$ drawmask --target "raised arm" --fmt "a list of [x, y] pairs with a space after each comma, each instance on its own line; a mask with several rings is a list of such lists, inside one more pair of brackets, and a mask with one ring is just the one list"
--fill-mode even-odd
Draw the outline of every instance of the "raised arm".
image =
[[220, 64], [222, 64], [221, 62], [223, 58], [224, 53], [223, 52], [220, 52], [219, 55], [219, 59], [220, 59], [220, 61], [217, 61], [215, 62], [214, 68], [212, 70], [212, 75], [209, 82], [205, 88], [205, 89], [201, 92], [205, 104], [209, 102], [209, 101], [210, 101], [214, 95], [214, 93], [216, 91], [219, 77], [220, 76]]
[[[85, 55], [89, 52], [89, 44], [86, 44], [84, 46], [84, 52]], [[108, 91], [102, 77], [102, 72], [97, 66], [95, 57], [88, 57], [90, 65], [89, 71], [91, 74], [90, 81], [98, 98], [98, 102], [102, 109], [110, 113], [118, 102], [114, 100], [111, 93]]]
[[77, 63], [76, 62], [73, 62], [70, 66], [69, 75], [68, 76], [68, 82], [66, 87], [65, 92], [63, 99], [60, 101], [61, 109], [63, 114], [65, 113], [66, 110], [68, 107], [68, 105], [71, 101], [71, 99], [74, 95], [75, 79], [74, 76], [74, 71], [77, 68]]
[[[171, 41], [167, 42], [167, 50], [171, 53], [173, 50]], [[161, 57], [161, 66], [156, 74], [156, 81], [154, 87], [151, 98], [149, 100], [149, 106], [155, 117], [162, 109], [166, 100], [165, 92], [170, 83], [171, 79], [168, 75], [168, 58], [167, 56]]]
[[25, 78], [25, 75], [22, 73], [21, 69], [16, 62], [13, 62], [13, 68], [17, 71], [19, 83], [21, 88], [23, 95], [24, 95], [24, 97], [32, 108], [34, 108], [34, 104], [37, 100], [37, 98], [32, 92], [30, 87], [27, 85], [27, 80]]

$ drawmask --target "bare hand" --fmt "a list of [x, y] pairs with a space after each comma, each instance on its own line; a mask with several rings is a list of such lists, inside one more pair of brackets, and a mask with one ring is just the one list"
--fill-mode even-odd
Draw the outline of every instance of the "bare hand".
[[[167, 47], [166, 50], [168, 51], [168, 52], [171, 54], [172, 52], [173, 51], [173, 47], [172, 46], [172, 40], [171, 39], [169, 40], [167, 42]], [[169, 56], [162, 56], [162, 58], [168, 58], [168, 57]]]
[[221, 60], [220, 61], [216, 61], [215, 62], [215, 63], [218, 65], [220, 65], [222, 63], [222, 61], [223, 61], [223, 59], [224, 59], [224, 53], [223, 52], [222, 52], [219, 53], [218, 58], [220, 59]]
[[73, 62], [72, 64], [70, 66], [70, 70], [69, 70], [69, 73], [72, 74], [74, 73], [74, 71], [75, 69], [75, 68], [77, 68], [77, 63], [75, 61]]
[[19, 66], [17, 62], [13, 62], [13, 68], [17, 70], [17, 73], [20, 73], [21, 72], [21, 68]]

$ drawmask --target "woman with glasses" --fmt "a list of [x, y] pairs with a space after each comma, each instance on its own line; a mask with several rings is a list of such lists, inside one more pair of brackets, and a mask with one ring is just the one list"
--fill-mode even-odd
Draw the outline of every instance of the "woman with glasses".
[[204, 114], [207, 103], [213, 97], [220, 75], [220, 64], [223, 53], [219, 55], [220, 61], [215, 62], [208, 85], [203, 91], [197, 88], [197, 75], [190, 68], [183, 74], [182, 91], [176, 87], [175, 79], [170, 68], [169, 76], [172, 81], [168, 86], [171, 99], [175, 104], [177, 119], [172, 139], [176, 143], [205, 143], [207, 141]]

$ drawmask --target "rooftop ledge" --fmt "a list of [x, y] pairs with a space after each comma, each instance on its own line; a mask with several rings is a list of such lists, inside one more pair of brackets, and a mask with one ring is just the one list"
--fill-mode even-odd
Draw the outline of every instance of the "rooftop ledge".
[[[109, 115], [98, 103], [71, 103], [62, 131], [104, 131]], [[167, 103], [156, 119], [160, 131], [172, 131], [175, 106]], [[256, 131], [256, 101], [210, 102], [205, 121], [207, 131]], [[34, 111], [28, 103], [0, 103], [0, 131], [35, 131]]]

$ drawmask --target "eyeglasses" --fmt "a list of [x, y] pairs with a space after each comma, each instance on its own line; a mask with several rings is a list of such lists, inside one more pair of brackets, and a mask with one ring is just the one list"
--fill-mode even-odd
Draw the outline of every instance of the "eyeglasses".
- - - -
▶ **Written task**:
Rewrite these lines, changing every "even-odd" to "nonzero" and leaving the rest untouched.

▶ **Final result**:
$ drawmask --target "raised arm" --fmt "a list of [x, y] pairs with a space after each comma, each instance on its own line; a mask with several rings is a list of such lists, inside one more pair of brackets, and a mask with one ring is just the one list"
--fill-mode nonzero
Draw the outline of every instance of the "raised arm".
image =
[[220, 64], [222, 64], [221, 62], [223, 58], [224, 53], [223, 52], [220, 52], [219, 55], [219, 59], [220, 59], [220, 61], [217, 61], [215, 62], [214, 68], [212, 70], [212, 75], [209, 82], [205, 88], [205, 89], [201, 92], [205, 104], [209, 102], [209, 101], [210, 101], [214, 95], [214, 93], [216, 91], [219, 77], [220, 76]]
[[[85, 55], [89, 52], [89, 44], [86, 44], [84, 46], [84, 52]], [[108, 91], [102, 77], [102, 72], [97, 66], [95, 57], [88, 57], [90, 65], [89, 71], [91, 74], [90, 81], [98, 98], [98, 102], [102, 109], [110, 113], [118, 102], [114, 100], [111, 93]]]
[[77, 63], [76, 62], [73, 62], [70, 66], [69, 75], [68, 76], [68, 82], [66, 87], [65, 92], [63, 99], [60, 101], [61, 109], [63, 114], [65, 113], [66, 110], [68, 107], [68, 105], [71, 101], [71, 99], [74, 95], [75, 79], [74, 76], [74, 71], [77, 68]]
[[[171, 41], [167, 42], [167, 50], [171, 53], [173, 50]], [[161, 57], [161, 66], [156, 74], [156, 81], [154, 87], [151, 98], [149, 100], [149, 106], [155, 117], [162, 109], [166, 100], [165, 92], [170, 83], [171, 79], [168, 75], [168, 58], [167, 56]]]
[[25, 78], [25, 75], [22, 73], [21, 69], [16, 62], [13, 62], [13, 68], [17, 71], [19, 83], [21, 88], [23, 95], [24, 95], [24, 97], [32, 108], [34, 108], [34, 104], [37, 100], [37, 98], [32, 92], [30, 87], [27, 85], [27, 80]]

$ drawmask --target "bare hand" --fmt "a list of [x, y] pairs with a space after each comma, each instance on its own line; a mask with several rings is a list of such lists, inside one more pair of brackets, and a mask with one ring is just the one list"
--fill-mode nonzero
Draw the outline of every instance of the "bare hand".
[[[167, 47], [166, 50], [168, 51], [168, 52], [171, 54], [172, 52], [173, 51], [173, 47], [172, 46], [172, 40], [171, 39], [169, 40], [167, 42]], [[169, 56], [162, 56], [162, 58], [168, 58], [168, 57]]]
[[221, 60], [220, 61], [216, 61], [215, 62], [215, 63], [218, 65], [220, 65], [222, 63], [222, 61], [223, 61], [223, 59], [224, 59], [224, 53], [223, 52], [222, 52], [219, 53], [218, 58], [220, 59]]
[[73, 62], [72, 64], [70, 66], [70, 70], [69, 70], [69, 73], [72, 74], [74, 73], [74, 71], [75, 69], [75, 68], [77, 68], [77, 63], [75, 61]]
[[19, 66], [17, 62], [13, 62], [13, 68], [17, 70], [17, 73], [20, 73], [21, 72], [21, 68]]

$ drawmask --target "woman with glasses" --fmt "a list of [x, y] pairs with a space after each comma, each instance on its own line; a mask with several rings is a list of such lists, inside one more pair of brackets, and a mask with one ring is just the one list"
--fill-mode nonzero
Draw the outline of every instance of the "woman with glasses".
[[204, 114], [207, 103], [213, 97], [220, 75], [220, 64], [223, 53], [219, 55], [220, 61], [215, 62], [208, 85], [203, 91], [197, 88], [197, 75], [190, 68], [183, 74], [182, 91], [176, 87], [175, 79], [170, 68], [169, 76], [172, 81], [168, 86], [171, 99], [175, 104], [177, 119], [172, 139], [176, 143], [205, 143], [207, 141]]

$ drawmask --target "rooftop ledge" --fmt "a list of [x, y] pairs with a space after each comma, each instance on its own line; a mask with several rings is a list of such lists, inside one more pair of brackets, and a mask with one ring is just the one list"
--fill-mode nonzero
Draw the outline of every instance of the "rooftop ledge".
[[[109, 115], [98, 103], [71, 103], [62, 131], [104, 131]], [[167, 103], [156, 119], [160, 131], [172, 131], [175, 106]], [[256, 131], [256, 101], [210, 102], [205, 121], [207, 131]], [[34, 111], [28, 103], [0, 103], [0, 131], [35, 131]]]

$ drawmask --target "eyeglasses" --fmt "a list of [x, y] pairs with a space after each comma, each instance on its own line; a mask with several rings is a list of such lists, inside one more pair of brackets, and a mask with one ring is just the one list"
--fill-mode nonzero
Draw the outline of every instance of the "eyeglasses".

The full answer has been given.